INFORMATION SUPPLIED
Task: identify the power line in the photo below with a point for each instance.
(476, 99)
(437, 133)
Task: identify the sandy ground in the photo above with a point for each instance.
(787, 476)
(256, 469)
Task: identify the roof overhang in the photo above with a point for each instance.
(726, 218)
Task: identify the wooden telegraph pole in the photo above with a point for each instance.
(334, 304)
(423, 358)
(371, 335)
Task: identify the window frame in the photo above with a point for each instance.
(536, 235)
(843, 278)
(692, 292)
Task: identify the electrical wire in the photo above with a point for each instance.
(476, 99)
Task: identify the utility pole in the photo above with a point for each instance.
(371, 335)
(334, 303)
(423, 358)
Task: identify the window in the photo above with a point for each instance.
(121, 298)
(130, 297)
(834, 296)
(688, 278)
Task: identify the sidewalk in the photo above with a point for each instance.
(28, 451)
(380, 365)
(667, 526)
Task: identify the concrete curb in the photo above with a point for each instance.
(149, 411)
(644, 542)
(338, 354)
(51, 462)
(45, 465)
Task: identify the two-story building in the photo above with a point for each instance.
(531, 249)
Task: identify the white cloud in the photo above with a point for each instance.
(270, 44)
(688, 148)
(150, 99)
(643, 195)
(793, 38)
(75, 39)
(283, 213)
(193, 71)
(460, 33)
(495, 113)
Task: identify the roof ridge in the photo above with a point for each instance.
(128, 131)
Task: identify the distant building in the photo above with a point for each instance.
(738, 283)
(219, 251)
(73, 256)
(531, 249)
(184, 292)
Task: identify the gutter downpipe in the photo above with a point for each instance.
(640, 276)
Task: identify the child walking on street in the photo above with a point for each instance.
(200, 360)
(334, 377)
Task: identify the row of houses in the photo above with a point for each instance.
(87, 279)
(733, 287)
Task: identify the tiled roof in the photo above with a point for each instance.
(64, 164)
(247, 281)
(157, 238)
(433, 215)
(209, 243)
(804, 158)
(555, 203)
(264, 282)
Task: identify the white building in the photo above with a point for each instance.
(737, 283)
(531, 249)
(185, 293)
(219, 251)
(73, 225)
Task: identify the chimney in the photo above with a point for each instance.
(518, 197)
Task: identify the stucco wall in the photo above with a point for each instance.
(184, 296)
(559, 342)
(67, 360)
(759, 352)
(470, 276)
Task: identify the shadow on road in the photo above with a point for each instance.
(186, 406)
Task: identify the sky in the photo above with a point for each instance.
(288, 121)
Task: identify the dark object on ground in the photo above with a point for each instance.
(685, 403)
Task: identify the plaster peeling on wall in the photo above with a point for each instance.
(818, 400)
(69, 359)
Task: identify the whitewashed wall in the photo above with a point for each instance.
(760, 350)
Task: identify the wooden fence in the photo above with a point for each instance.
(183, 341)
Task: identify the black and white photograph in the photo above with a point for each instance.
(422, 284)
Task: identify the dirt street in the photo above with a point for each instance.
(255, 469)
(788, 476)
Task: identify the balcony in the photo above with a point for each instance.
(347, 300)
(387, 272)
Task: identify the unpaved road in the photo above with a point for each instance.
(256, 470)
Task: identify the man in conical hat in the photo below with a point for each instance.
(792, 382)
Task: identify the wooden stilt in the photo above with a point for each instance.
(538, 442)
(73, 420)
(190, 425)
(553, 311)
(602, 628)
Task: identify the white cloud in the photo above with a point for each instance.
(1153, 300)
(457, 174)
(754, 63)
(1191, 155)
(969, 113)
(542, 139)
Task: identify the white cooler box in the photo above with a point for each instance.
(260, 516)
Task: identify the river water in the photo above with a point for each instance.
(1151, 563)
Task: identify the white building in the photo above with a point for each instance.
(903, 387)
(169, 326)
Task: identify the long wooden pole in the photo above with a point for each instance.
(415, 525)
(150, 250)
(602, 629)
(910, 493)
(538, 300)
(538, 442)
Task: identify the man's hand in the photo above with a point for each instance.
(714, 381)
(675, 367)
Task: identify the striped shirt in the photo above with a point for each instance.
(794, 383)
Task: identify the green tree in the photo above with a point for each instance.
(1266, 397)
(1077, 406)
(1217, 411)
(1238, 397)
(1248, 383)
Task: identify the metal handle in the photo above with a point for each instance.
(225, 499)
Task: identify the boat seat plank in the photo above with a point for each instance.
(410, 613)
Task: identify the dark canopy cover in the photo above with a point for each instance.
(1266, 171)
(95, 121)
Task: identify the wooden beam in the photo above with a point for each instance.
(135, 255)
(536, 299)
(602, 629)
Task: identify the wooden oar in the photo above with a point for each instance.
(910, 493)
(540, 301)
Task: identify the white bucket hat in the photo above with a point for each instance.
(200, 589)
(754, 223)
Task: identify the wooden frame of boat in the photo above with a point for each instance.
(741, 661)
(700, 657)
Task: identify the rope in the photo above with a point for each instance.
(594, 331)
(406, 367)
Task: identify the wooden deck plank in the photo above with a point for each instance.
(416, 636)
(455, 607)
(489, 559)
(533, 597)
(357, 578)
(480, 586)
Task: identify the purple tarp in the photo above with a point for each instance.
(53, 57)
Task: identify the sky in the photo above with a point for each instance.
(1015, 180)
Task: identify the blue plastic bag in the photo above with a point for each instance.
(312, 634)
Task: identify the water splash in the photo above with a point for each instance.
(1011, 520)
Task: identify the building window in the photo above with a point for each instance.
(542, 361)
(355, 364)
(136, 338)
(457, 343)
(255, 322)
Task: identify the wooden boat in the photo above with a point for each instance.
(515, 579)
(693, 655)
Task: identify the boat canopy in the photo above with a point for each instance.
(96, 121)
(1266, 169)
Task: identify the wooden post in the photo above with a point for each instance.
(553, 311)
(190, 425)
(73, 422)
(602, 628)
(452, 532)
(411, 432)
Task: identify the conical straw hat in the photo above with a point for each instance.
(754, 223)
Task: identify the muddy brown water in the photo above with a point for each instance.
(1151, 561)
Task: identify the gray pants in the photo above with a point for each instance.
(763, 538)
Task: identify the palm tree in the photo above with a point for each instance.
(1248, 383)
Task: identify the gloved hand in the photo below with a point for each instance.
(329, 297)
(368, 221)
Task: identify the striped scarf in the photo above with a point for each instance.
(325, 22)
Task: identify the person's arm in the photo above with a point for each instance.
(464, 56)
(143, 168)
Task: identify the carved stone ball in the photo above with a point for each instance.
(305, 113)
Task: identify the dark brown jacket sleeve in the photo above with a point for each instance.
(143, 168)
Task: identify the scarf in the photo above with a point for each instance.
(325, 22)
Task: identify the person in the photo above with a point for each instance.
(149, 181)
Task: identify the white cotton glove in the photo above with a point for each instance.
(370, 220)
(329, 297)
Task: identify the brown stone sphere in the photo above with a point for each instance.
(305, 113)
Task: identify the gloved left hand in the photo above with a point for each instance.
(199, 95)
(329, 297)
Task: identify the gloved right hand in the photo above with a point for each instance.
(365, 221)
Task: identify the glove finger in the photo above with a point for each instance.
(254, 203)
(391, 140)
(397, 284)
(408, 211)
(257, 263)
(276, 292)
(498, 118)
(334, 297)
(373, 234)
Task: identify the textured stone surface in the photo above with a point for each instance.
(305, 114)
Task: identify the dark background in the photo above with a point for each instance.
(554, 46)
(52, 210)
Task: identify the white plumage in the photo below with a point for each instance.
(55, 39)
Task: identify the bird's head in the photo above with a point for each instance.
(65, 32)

STATED PROBLEM
Rewrite every one of the entries above, substituting "with one point per instance" for each occurrence of "with a point for each instance" and leaving all other text unchanged.

RESULT FOR THIS TASK
Task: identify the power line in the photo below with one point per instance.
(476, 99)
(437, 133)
Task: identify the sandy ground in the photo above with one point per instance.
(787, 476)
(256, 469)
Task: identify the roof overhang in the photo above with one point per instance.
(726, 218)
Task: identify the wooden telegraph pole in the photo above with one point per instance.
(334, 304)
(423, 358)
(371, 335)
Task: identify the window frame in the photo above with one point per instance.
(536, 235)
(843, 278)
(692, 292)
Task: identify the electrical wire in the photo above with one point per instance.
(476, 99)
Task: identify the utility pole in the photo above with one point per instance.
(371, 335)
(334, 303)
(423, 358)
Task: identify the window in the photo above with one point per instance.
(121, 298)
(130, 297)
(834, 296)
(688, 278)
Task: identify the sidewalk in the photo above with one point per instance.
(28, 451)
(380, 365)
(667, 526)
Task: identify the concrete curb in the photo above with one point per instance.
(149, 411)
(644, 542)
(338, 354)
(51, 462)
(45, 465)
Task: identify the two-story building in the photo above with one point per instance.
(531, 249)
Task: identify the white cloud in the photo above with one point per instance.
(270, 44)
(688, 148)
(150, 99)
(643, 195)
(793, 38)
(75, 39)
(283, 213)
(193, 71)
(460, 33)
(495, 113)
Task: identify the roof ridge in the photo above with one point per instance.
(128, 131)
Task: identify the distant building in the photo above with one point per instance.
(738, 283)
(219, 251)
(73, 256)
(531, 249)
(184, 292)
Task: identify the gutter downpipe in the photo above with one point per instance.
(640, 276)
Task: identify the child walking on street in the photo above with one point per instance.
(200, 360)
(334, 377)
Task: identify the row of houses in the photo above with one point per instance.
(87, 279)
(733, 287)
Task: identify the tiled roof in the photo above with one point per instance.
(64, 164)
(247, 281)
(157, 238)
(433, 215)
(209, 243)
(804, 158)
(555, 203)
(264, 282)
Task: identify the white building in the photo above with one point per instance.
(737, 283)
(531, 249)
(185, 293)
(219, 251)
(73, 225)
Task: identify the chimney in the photo above with one point per instance.
(518, 197)
Task: identify the stucco wall in the photo above with one point per instance.
(184, 296)
(559, 342)
(67, 360)
(759, 352)
(470, 276)
Task: identify the shadow on road in the photo above with one point per instance.
(186, 406)
Task: identify the sky in the photo above with one point per instance.
(288, 121)
Task: identify the dark object on ground in the photo above with one point per instance.
(685, 403)
Task: identify the plaster peeling on wall in the photo above with one point per instance.
(818, 400)
(69, 359)
Task: identify the whitewashed wall in the photo above with one point per instance.
(760, 350)
Task: identify the wooden fence in the photo above with one point per instance.
(183, 341)
Task: identify the black and white photograph in the photo above with one point per instance.
(422, 284)
Task: identify the dirt street in the photo above with one point per instance.
(255, 469)
(788, 476)
Task: identify the balcony in the photo above with one point per instance.
(347, 300)
(387, 272)
Task: identify the unpaved road in the photo above with one point per instance.
(256, 470)
Task: identify the man in conical hat in the photo below with one point per instance.
(792, 382)
Task: identify the wooden stilt in the photo above with one point per instance.
(538, 442)
(73, 420)
(190, 425)
(553, 311)
(602, 628)
Task: identify the white cloud in the photo above with one point per instance.
(1153, 300)
(457, 174)
(754, 63)
(1191, 155)
(969, 113)
(542, 139)
Task: identify the white cooler box in the photo above with one point per instance.
(260, 516)
Task: identify the river water in the photo above with one point per instance.
(1151, 563)
Task: identify the white building in the photo above with one point per instance.
(903, 387)
(169, 326)
Task: identify the long wooden pole in the photo above with one point per instance.
(415, 525)
(150, 250)
(602, 629)
(910, 493)
(538, 300)
(538, 442)
Task: identify the man's hand in the photo above with one point per instance.
(714, 381)
(675, 367)
Task: identify the striped shirt in the photo above with one point per instance.
(794, 383)
Task: identify the green tree in the photo above with one point per instance.
(1266, 397)
(1077, 406)
(1217, 411)
(1238, 397)
(1248, 383)
Task: identify the metal handle in the photo above with one point per instance.
(225, 499)
Task: identify the boat seat plank in the photo above with one point per instance.
(410, 613)
Task: identify the dark canopy cover in the photo above with one point per instance.
(1266, 171)
(95, 121)
Task: identify the wooden beam in the photo above with one point per instance.
(135, 255)
(536, 299)
(602, 629)
Task: identify the wooden oar in the photo above with one point per instance.
(910, 493)
(540, 301)
Task: identify the white bucket hat in the photo above with one point per instance.
(200, 589)
(754, 223)
Task: identify the wooden frame of boat in the photo above with one point per instance.
(741, 661)
(700, 657)
Task: identify the rope in the photo above with one point per instance.
(594, 331)
(406, 367)
Task: identify the wooden deck plank in the photo above with one point per instance.
(416, 636)
(455, 607)
(489, 559)
(533, 597)
(357, 578)
(480, 586)
Task: identify the purple tarp in the photo above with one point per instance.
(53, 57)
Task: identify the sky in the photo above with one point per instance.
(1015, 180)
Task: identify the blue plastic bag in the photo above with one point per instance.
(312, 634)
Task: identify the water splash in the photo above with one point per instance.
(1011, 520)
Task: identify the building window in the photo above with one point per instance.
(542, 361)
(355, 364)
(136, 338)
(457, 343)
(255, 322)
Task: identify the wooden boat in the photo above with one point per instance.
(515, 579)
(693, 655)
Task: identify the boat canopy in the photo above with one point per instance.
(96, 121)
(1266, 169)
Task: identify the wooden post in the photo above with one point per instance.
(553, 311)
(190, 425)
(73, 422)
(602, 628)
(452, 532)
(411, 432)
Task: identify the conical straw hat in the photo above with one point per instance.
(754, 223)
Task: identify the muddy brown water in the photo above with one point per instance.
(1151, 561)
Task: identify the gray pants in the photo above with one point per instance.
(763, 538)
Task: identify the palm tree in the photo above with one point per instance.
(1248, 383)
Task: identify the gloved hand in the photo below with one point per instance.
(329, 297)
(368, 221)
Task: identify the striped scarf in the photo above with one point per instance.
(325, 22)
Task: identify the person's arm in the photo above with one point per instance.
(464, 56)
(143, 168)
Task: identify the carved stone ball in the photo above with one point per instance.
(305, 113)
Task: identify the dark brown jacket sleeve in the photo above with one point per instance.
(143, 168)
Task: identify the scarf in the photo above with one point per instance.
(325, 22)
Task: identify the person in the photo above with one point per instance.
(149, 181)
Task: identify the white cotton glove in the photo above with one point per instance.
(370, 220)
(329, 297)
Task: identify the brown stone sphere in the photo above with one point per instance.
(305, 113)
Task: identify the gloved left hand in the photo above with one point per instance.
(199, 95)
(329, 297)
Task: identify the gloved right hand in the photo above with one point per instance.
(365, 221)
Task: identify the glove finger in the photo above with one point per instance.
(254, 203)
(391, 140)
(397, 284)
(408, 211)
(257, 263)
(276, 292)
(498, 118)
(334, 297)
(373, 234)
Task: identify the textured stone surface in the photo above with one point per instance.
(305, 114)
Task: identify the dark background in the photo above with one point per instance.
(554, 46)
(52, 210)
Task: identify the white plumage in the photo below with one point per instance.
(55, 39)
Task: identify the bird's head in the photo above with one point per instance.
(65, 32)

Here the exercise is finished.